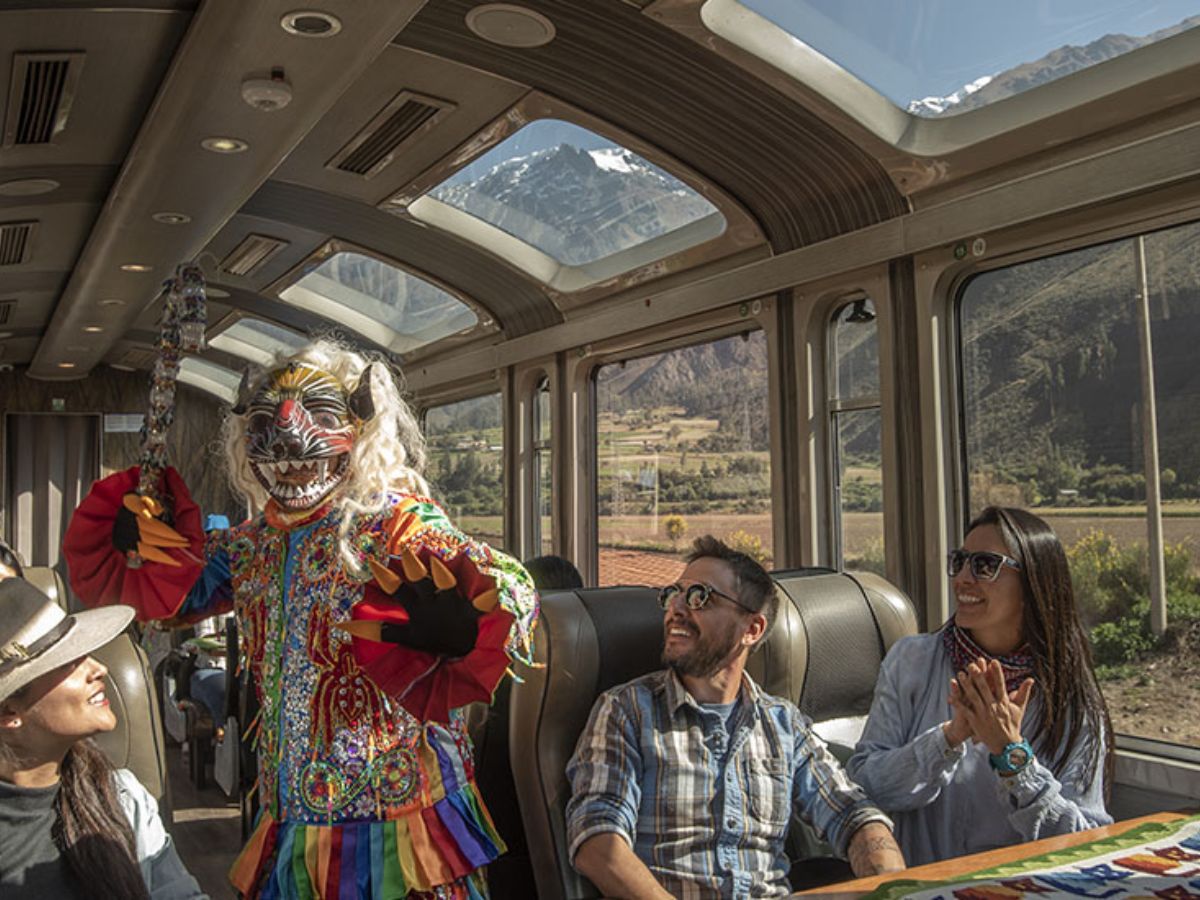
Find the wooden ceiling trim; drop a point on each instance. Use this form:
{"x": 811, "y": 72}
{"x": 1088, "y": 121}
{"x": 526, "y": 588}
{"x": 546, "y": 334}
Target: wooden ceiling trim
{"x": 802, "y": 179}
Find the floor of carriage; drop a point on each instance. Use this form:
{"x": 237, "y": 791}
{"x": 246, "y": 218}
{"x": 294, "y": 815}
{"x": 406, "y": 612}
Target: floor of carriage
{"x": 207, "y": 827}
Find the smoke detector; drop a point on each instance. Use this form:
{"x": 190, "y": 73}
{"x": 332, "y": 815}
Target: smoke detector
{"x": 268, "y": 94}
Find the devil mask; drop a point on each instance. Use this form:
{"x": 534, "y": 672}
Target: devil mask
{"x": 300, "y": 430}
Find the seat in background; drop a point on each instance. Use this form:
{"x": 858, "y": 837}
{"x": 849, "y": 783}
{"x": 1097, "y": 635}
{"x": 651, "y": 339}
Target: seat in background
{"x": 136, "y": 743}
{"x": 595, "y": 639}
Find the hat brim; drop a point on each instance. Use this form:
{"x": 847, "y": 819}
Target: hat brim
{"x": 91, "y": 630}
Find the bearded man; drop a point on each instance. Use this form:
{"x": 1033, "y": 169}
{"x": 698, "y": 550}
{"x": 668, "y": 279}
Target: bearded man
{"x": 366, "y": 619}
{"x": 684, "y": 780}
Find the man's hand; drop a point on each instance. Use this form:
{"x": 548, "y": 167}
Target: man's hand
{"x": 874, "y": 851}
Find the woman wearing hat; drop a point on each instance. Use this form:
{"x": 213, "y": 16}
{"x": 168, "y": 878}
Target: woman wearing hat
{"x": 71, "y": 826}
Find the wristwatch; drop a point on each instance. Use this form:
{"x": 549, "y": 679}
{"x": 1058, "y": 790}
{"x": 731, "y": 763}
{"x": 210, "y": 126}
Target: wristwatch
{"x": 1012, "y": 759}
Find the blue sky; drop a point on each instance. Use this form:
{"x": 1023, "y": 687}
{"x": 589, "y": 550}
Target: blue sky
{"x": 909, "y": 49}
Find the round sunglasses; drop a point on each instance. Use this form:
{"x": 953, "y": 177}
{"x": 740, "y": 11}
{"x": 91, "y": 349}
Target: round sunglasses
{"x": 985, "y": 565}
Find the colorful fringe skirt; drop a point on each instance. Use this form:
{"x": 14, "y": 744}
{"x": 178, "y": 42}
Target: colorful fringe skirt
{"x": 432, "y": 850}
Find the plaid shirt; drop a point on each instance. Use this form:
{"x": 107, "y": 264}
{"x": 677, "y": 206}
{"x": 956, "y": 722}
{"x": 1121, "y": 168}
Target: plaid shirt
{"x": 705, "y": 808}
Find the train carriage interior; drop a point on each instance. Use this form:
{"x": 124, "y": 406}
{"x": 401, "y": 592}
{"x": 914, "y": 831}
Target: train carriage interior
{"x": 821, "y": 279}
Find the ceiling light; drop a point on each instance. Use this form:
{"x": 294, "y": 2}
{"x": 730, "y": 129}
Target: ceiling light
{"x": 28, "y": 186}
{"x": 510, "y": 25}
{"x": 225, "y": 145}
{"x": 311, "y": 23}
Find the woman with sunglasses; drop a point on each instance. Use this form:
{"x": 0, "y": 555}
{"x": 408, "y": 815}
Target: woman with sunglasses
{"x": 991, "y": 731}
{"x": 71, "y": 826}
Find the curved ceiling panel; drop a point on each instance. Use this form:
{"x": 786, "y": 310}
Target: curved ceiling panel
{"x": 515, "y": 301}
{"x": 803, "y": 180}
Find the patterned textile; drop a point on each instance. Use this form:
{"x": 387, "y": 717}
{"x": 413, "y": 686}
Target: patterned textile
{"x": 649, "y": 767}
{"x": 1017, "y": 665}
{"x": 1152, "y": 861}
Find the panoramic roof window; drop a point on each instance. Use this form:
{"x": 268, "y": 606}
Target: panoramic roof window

········

**What you need to do**
An exact copy of the records above is needed, free of pictures.

**Response for this exercise**
Find the wooden ceiling trim; drop a point on each instance. Use this form:
{"x": 811, "y": 72}
{"x": 1088, "y": 121}
{"x": 526, "y": 588}
{"x": 546, "y": 334}
Target: wooden ceiling trim
{"x": 802, "y": 179}
Find the floor of carriage; drop a point on each instance. Use this form:
{"x": 237, "y": 791}
{"x": 246, "y": 218}
{"x": 294, "y": 815}
{"x": 406, "y": 612}
Target: floor of carriage
{"x": 207, "y": 827}
Find the smoke detector; drop a point on each instance. Use this form:
{"x": 190, "y": 73}
{"x": 332, "y": 815}
Target: smoke detector
{"x": 268, "y": 94}
Find the devil mask; drop a point on each instance. Use this form:
{"x": 534, "y": 672}
Target: devil mask
{"x": 300, "y": 430}
Find the seat in background; drop a point on each instance. Use this form:
{"x": 858, "y": 837}
{"x": 849, "y": 783}
{"x": 1097, "y": 635}
{"x": 651, "y": 339}
Target: seat in background
{"x": 136, "y": 743}
{"x": 595, "y": 639}
Find the hat brim; drop a point on each instance. Use this form:
{"x": 847, "y": 819}
Target: hat brim
{"x": 91, "y": 630}
Find the bearded man; drop a point on each instance. Use this form:
{"x": 1033, "y": 169}
{"x": 698, "y": 550}
{"x": 668, "y": 279}
Target: bearded man
{"x": 366, "y": 619}
{"x": 684, "y": 780}
Find the man's hand; drop a point on each instance. Use this form:
{"x": 548, "y": 167}
Target: man's hand
{"x": 874, "y": 851}
Find the woman wearing hat; drop a point on each instance. Use this form:
{"x": 213, "y": 16}
{"x": 168, "y": 878}
Target: woman wearing hat
{"x": 71, "y": 826}
Find the wristwatch; drop a point on each instance. Use this form:
{"x": 549, "y": 679}
{"x": 1058, "y": 790}
{"x": 731, "y": 763}
{"x": 210, "y": 126}
Target: wristwatch
{"x": 1012, "y": 759}
Find the blue sky; drop a point on each instance. Use this form:
{"x": 1023, "y": 687}
{"x": 589, "y": 550}
Target: blue sky
{"x": 909, "y": 49}
Find the round sunglasses; drop a point on each instance. Use this form:
{"x": 953, "y": 177}
{"x": 740, "y": 11}
{"x": 91, "y": 349}
Target: round sunglasses
{"x": 985, "y": 565}
Find the colorful fringe skirt; drop a point on each instance. Use this form:
{"x": 14, "y": 744}
{"x": 178, "y": 42}
Target: colorful fringe skirt
{"x": 432, "y": 850}
Find the plaid shirt; drop a point on each instance. Use this form:
{"x": 107, "y": 264}
{"x": 677, "y": 206}
{"x": 956, "y": 722}
{"x": 1121, "y": 168}
Target: plaid shirt
{"x": 705, "y": 808}
Find the train carriage interior; drop a point on each instance. Use this form:
{"x": 124, "y": 406}
{"x": 401, "y": 592}
{"x": 914, "y": 831}
Target: train carriage interior
{"x": 821, "y": 279}
Find the ceiling light; drop a point on each instance. Use this form:
{"x": 294, "y": 2}
{"x": 730, "y": 129}
Target: ceiling light
{"x": 28, "y": 186}
{"x": 510, "y": 25}
{"x": 225, "y": 145}
{"x": 311, "y": 23}
Find the woman with sunglasses; drop a point on each instance. Use this form:
{"x": 0, "y": 555}
{"x": 408, "y": 815}
Target: woman with sunglasses
{"x": 991, "y": 731}
{"x": 71, "y": 826}
Find the curved ceiling panel; drop a point on each instance. Use this form:
{"x": 786, "y": 310}
Target: curved ceiling panel
{"x": 515, "y": 301}
{"x": 803, "y": 180}
Find the patterned textile; drop a point on each instance. Use this form:
{"x": 387, "y": 717}
{"x": 413, "y": 686}
Target: patterned textile
{"x": 649, "y": 767}
{"x": 1017, "y": 665}
{"x": 1152, "y": 861}
Find the panoramic roof window; drop a point on each instance. Use this form:
{"x": 268, "y": 606}
Target: panoramic roof window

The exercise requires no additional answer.